== Segment start ==

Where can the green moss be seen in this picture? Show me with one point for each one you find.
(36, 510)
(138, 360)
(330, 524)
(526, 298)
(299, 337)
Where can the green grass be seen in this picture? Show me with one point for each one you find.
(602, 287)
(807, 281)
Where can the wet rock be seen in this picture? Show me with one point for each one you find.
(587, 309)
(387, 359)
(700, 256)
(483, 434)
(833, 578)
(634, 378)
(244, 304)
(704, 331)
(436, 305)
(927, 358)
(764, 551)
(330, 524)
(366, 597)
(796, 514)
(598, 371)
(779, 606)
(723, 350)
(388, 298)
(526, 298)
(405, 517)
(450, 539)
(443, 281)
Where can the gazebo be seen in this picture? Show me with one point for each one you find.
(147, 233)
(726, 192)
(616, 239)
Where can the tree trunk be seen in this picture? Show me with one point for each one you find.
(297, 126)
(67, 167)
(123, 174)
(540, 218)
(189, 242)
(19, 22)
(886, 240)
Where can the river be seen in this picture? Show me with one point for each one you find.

== Segment end ==

--- Task objective ---
Could you return all of the data exactly as written?

--- Task result ---
Where can the green moss be seen in this picture? Show me with one point for each one you find.
(36, 510)
(138, 360)
(330, 524)
(526, 298)
(299, 337)
Where can the green grass be seen in this picture? Show me with one point for each one you find.
(602, 287)
(807, 281)
Where can the wet rock be seen in this picture? Show me with one point for each one you find.
(587, 309)
(387, 359)
(700, 256)
(483, 434)
(833, 578)
(634, 378)
(244, 304)
(704, 331)
(436, 305)
(927, 358)
(764, 551)
(330, 524)
(366, 597)
(796, 514)
(598, 371)
(779, 606)
(723, 350)
(388, 298)
(526, 298)
(405, 517)
(450, 539)
(443, 281)
Where can the gazebo be seen in this picture? Show me with one point for each one you find.
(147, 233)
(726, 192)
(616, 239)
Where can the tree trunk be seen in this picture? Show me with one point for each one you find.
(297, 126)
(67, 167)
(123, 174)
(540, 218)
(189, 242)
(19, 22)
(886, 240)
Where can the river be seen in this picture? Show me with one point for each one you find.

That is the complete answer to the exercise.